▶ [EXTRACT PROVIDED]:
• • • • •

Tony Hoare is worth paraphrasing -- some methods are so crisp and small that they are obviously correct. Others are so complex that one cannot find obvious errors. Piling on a hierarchy of random variables upon random variables and parameters upon prameters lies firmly in the latter class.
This is actually a charitable analogy because some uses of statistical methods are incorrect but the error lies in incorrect use -- Using a tool or a technique to answer a question that it cannot answer. Smothering it with complexity and phrases like 'but real world', 'but noisy big data' helps to muddy the waters enough to deflect the attention from the fundamentals
difference beween conditioning and intervening.
I can be sympathetic to a claim that a method is more effective solving a complicated problem than a simple one. On the otherhand, if it turns out that the body of theory on which the proposed method has been built, the same proposed method that is presumably correct for the complicated case, cannot deal with a pedagogic toy scenario correctly, that raises my eyebrows.
Andrew Gelman summarize it pretty nicely his take on it.

• • • • •

▶ [Stored dataset items]:

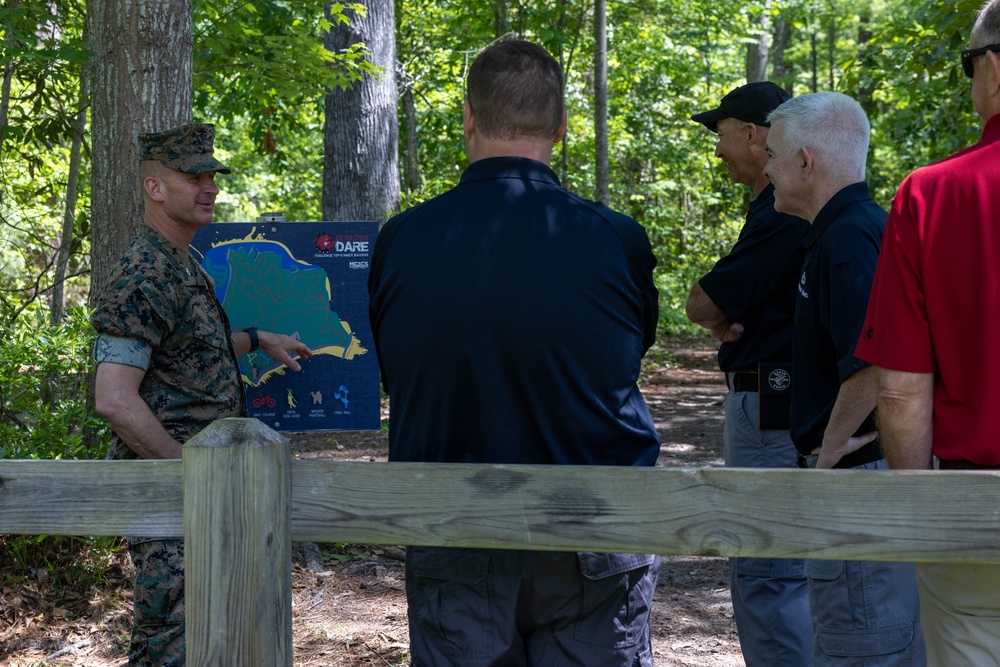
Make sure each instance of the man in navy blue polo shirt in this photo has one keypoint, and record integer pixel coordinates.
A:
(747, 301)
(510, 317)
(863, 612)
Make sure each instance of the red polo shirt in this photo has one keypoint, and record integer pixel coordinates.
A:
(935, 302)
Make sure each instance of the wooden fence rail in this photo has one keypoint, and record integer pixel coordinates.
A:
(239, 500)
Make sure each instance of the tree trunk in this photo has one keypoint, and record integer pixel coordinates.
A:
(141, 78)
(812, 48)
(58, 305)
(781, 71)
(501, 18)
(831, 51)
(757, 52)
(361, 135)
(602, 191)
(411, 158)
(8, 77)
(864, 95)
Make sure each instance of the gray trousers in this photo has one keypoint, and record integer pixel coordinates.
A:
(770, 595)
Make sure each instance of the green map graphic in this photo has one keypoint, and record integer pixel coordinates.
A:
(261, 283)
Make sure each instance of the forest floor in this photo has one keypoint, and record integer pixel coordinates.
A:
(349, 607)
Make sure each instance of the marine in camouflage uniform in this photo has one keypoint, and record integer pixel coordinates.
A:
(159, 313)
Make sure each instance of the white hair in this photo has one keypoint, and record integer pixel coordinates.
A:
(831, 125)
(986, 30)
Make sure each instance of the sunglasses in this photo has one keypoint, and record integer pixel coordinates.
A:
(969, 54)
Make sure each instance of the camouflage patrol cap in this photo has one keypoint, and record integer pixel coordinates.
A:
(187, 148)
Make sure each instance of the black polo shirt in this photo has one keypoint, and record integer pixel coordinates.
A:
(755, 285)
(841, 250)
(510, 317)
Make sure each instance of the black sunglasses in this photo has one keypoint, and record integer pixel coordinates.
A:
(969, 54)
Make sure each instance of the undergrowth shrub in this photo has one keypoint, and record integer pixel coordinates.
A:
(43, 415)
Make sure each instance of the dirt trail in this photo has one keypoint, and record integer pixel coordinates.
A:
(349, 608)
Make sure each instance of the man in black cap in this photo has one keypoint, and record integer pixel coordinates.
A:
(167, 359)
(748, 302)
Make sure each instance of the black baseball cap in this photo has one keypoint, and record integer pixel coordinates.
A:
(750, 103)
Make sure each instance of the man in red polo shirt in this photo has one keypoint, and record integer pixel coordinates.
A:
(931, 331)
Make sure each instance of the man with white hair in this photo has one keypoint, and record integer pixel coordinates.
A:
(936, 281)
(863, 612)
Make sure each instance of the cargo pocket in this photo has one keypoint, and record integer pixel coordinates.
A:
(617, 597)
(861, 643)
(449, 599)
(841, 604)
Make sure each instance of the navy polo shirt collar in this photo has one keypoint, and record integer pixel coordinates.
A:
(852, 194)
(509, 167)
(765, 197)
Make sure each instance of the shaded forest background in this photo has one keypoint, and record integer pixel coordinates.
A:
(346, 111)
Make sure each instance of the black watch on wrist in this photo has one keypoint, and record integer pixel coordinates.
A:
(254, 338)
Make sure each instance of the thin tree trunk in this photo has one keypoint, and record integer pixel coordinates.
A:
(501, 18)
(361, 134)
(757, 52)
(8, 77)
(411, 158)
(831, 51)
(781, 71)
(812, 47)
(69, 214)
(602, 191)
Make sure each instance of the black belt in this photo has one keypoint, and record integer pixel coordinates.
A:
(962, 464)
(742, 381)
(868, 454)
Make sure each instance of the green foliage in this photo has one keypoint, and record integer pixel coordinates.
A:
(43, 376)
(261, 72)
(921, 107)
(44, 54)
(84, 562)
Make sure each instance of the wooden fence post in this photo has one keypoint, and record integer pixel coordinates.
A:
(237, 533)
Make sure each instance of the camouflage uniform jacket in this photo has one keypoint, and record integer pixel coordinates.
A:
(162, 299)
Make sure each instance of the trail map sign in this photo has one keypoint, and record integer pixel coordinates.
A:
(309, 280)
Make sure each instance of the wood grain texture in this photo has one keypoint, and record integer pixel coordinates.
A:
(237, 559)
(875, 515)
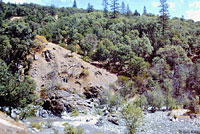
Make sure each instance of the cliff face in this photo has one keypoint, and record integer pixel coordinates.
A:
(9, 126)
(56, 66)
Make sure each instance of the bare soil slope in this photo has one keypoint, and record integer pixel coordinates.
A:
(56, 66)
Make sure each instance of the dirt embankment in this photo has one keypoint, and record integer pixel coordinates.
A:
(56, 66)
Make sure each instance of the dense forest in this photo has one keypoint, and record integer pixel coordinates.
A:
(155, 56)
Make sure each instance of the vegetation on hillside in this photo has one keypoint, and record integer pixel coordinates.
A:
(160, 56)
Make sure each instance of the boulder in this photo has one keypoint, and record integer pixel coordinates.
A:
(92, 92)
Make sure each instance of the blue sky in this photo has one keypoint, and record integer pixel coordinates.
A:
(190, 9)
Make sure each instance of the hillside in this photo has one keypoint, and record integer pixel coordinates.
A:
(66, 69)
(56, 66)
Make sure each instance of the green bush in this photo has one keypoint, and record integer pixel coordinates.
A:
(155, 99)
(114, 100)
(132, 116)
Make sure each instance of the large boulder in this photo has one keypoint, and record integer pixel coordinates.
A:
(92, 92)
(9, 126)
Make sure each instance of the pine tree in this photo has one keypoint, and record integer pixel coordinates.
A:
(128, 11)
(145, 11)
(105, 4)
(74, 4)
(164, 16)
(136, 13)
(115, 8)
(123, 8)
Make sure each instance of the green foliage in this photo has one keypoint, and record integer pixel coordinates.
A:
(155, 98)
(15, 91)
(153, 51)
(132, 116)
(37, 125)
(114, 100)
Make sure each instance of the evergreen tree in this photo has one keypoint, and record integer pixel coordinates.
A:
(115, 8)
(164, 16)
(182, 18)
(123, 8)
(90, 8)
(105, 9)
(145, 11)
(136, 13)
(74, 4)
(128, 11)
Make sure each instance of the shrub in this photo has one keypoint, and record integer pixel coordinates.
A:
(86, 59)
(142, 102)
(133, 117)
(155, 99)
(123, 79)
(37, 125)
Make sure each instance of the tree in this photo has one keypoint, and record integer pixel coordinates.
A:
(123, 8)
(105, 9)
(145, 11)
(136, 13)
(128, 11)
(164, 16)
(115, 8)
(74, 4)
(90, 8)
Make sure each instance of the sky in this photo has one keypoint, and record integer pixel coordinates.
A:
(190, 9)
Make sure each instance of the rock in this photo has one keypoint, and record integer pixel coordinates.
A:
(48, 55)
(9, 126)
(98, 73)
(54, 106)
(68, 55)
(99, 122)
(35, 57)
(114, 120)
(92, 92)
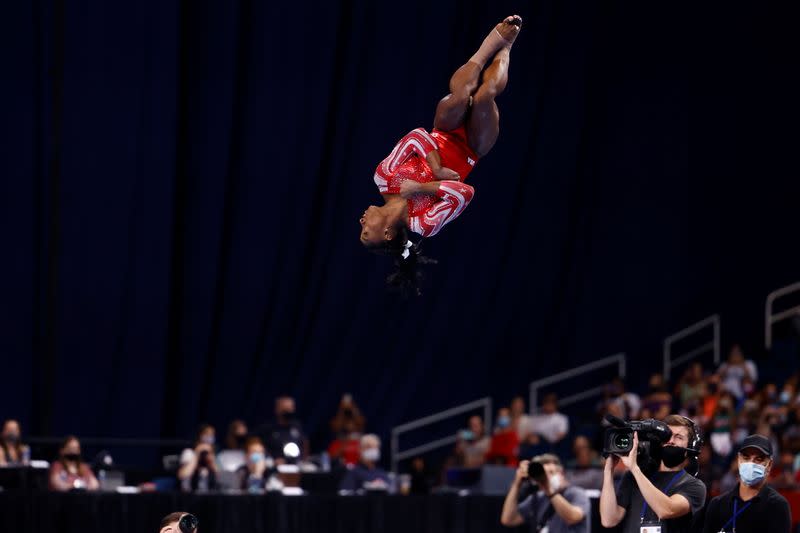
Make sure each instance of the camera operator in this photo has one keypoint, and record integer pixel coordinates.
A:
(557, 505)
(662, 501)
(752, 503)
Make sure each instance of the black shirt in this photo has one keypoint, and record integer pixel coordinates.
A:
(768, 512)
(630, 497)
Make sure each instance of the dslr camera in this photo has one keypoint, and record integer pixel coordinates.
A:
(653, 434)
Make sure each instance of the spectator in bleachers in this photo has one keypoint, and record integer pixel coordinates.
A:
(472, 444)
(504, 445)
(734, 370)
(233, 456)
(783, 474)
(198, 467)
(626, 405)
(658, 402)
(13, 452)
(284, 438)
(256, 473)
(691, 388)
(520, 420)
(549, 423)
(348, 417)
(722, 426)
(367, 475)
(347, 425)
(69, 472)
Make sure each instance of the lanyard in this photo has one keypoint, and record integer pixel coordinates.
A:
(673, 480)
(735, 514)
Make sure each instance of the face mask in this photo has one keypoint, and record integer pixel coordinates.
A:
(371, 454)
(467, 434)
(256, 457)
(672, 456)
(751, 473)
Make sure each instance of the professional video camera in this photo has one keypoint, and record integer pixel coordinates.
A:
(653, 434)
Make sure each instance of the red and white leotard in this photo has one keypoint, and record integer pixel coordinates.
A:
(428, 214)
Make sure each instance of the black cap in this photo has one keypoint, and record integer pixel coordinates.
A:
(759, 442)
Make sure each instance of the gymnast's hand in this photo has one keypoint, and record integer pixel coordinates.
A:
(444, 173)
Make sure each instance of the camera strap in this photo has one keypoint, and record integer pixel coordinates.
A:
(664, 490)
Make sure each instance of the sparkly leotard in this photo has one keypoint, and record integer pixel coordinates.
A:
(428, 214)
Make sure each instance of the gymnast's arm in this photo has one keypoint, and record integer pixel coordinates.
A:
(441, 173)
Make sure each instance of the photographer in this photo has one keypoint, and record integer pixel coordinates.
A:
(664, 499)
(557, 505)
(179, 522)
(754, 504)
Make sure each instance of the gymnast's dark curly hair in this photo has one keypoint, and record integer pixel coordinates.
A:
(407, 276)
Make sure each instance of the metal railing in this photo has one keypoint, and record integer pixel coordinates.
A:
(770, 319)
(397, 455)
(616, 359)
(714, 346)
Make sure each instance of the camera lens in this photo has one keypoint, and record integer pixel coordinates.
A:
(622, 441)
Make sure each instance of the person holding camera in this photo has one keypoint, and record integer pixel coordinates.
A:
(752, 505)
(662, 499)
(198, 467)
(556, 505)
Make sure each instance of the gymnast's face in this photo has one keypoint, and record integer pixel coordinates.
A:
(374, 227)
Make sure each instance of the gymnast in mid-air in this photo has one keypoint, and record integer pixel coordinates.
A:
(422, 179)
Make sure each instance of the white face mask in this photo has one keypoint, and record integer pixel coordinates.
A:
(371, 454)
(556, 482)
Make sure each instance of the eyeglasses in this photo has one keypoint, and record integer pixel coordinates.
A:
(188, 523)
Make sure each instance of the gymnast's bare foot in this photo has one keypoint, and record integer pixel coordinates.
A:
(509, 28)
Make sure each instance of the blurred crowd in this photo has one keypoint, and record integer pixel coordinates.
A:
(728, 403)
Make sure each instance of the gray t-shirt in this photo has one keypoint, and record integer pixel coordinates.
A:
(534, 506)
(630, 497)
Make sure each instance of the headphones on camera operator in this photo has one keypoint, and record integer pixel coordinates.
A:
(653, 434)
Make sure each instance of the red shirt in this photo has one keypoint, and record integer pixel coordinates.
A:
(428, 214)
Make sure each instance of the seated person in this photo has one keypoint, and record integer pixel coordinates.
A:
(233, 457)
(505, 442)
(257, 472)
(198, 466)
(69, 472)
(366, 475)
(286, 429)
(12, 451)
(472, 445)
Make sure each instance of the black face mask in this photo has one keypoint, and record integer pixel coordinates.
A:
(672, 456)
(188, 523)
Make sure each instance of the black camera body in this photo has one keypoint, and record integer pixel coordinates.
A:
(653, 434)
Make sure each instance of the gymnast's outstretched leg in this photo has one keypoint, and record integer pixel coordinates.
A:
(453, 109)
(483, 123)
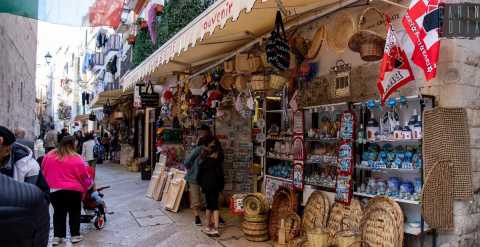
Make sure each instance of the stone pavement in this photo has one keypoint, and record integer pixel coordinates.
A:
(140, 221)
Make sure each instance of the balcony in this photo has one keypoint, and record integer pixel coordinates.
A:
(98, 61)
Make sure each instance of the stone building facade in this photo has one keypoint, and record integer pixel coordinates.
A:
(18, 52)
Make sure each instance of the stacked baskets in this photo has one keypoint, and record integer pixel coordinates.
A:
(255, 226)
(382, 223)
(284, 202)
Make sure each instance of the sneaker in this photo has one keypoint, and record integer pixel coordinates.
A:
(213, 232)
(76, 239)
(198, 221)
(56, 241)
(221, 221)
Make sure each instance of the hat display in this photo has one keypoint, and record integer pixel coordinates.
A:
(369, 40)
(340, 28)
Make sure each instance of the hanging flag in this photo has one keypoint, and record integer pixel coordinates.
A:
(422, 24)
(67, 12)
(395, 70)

• • • • •

▶ [TASK]: Rewrite the comment on statistical methods starting at the words "I can be sympathetic" and stopping after "take on it.", but switch "pedagogic" to "teaching".

▶ [SOLUTION TO THIS TASK]:
I can be sympathetic to a claim that a method is more effective solving a complicated problem than a simple one. On the otherhand, if it turns out that the body of theory on which the proposed method has been built, the same proposed method that is presumably correct for the complicated case, cannot deal with a teaching toy scenario correctly, that raises my eyebrows.
Andrew Gelman summarize it pretty nicely his take on it.